### GOALS
a) Decide whether each statement agrees with the article on the Carmelite priest: (i) the fire in Pandacan happened on Monday, July 21; (ii) the priest's statement reached CBCP News a week after the SONA; (iii) two children died in the Pandacan fire. Answer yes or no for each, quoting the deciding words of the article.
b) In the records, swap "Reply" for "Respond" in the part that opens with the line containing "search for traffic" and closes with the line containing "left=255, top=701, right=549, bottom=743". Leave everything else unchanged, and give only that part.

### PAGE
------------------------------------------------

Carmelite priest decries gov’t failure to address hunger


MANILA, August 4, 2008─The many proofs of good governance and good economy that peppered President Gloria Macapagal-Arroyo’s State of the Nation address last July 28 are far from the truth according to the story of a Carmelite priest.

Fr. Jerry Sabado, O. Carm said the government is responsible in taking care of lives, nourishment and other basic needs of the Filipino children and the Filipino people as a whole.

“But penury, hunger and inhuman living conditions—that’s all that this government can give to the Filipino people,” lamented the priest.

Sabado said that days before Arroyo’s SONA, children in Payatas went hungry. And it was the same, days after the “historical” speech of the chief executive inside the Batasang Pambansa.

“In our church in Payatas, a child lined for the Holy Communion. But the problem is, he [was] not older than seven years old. The child cried when I told him, he [was] not allowed to take the Holy Host because he [has not taken yet] his First Communion. He cried and cried, begging me, saying ‘Father, sige na po! Gutum na gutom na po ako. Gusto ko po ng tinapay’,” narrated Sabado, a priest of the Order of Carmelite and a member of Kasimbayan (Kapatirang Simbahan para sa Bayan) and Promotion of Church Peoples Response (PCPR) in statement sent to CBCP News a day after the 8th SONA last July 28.

The priest said he was moved by the scene. Then he continued his story:

“Last Monday, July 21, there was a huge fire in Pandacan. Some of the victims were Aglipayans. Two children died, unable to escape the fiery blaze, while the mother [was] in [a] long line, waiting for her turn to buy some kilos of NFA (National Food Authority) rice. Not so long ago, there [were] siblings that have died also in the fire, here in Payatas, while their parents [were] working—scavenging in the huge piles of garbage.”

“A small bread can bring a lot of joy to that small boy. How many breads, bags of rice and other food items can be bought and distributed to millions of our poor kababayans, by billions of pesos that were stolen and planned to be stolen by this government?,” asked Sabado.

“There is no moral basis for anyone to remain in power, especially those in the highest position, if their positions are being used to make themselves rich, while the people are impoverishing and dying because of hunger,” added Sabado.

“As a church that promotes life, it is righteous for the Church to join the people in condemning, in the strongest terms, the plundering of people’s money and the abuse of power of those who is in authority,” said Sabado.

------------------------------------------------

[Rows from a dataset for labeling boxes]
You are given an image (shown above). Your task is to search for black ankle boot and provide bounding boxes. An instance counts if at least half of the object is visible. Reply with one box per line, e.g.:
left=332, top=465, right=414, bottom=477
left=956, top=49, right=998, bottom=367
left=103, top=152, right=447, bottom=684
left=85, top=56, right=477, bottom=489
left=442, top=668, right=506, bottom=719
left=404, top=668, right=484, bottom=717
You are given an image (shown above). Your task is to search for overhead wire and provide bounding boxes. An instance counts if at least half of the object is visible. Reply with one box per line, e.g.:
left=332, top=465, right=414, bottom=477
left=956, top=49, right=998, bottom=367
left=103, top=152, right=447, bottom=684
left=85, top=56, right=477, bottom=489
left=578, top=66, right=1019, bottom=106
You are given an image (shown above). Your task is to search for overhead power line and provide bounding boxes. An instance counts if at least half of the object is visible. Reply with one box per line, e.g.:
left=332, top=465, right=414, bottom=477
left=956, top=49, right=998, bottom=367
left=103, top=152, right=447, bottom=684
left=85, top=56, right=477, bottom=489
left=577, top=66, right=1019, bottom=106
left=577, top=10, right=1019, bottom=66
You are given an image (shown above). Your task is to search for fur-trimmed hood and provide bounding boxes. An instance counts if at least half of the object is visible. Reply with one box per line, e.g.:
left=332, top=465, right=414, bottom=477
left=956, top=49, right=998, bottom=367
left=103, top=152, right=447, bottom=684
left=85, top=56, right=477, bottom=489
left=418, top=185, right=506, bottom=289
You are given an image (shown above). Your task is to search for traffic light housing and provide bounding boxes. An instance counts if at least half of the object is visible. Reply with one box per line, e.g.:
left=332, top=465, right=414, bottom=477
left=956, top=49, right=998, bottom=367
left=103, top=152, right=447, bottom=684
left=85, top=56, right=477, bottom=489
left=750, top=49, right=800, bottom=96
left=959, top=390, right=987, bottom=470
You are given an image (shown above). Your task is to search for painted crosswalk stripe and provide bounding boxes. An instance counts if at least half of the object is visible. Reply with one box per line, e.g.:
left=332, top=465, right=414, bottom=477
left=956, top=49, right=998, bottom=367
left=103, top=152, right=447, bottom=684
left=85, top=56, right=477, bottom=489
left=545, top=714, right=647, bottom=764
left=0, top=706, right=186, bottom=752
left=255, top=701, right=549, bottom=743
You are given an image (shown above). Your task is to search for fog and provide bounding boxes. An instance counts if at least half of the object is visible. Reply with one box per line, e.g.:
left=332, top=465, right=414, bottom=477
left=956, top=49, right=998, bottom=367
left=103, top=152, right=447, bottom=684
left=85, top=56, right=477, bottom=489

------------------------------------------------

### FINAL ANSWERS
a)
(i) Yes: "Last Monday, July 21, there was a huge fire in Pandacan."
(ii) No: "in statement sent to CBCP News a day after the 8th SONA last July 28."
(iii) Yes: "Two children died, unable to escape the fiery blaze"

b)
You are given an image (shown above). Your task is to search for traffic light housing and provide bounding boxes. An instance counts if at least half of the object is visible. Respond with one box per line, e.g.:
left=332, top=465, right=414, bottom=477
left=956, top=49, right=998, bottom=367
left=103, top=152, right=447, bottom=684
left=85, top=56, right=477, bottom=489
left=750, top=49, right=800, bottom=96
left=959, top=390, right=987, bottom=470
You are given an image (shown above). Your task is to search for painted crosswalk stripe and provide bounding boxes. An instance counts if at least half of the object is visible. Respond with one box per line, e.g.:
left=332, top=465, right=414, bottom=477
left=956, top=49, right=998, bottom=367
left=103, top=152, right=447, bottom=684
left=85, top=56, right=477, bottom=489
left=545, top=714, right=647, bottom=764
left=0, top=706, right=186, bottom=752
left=255, top=701, right=549, bottom=743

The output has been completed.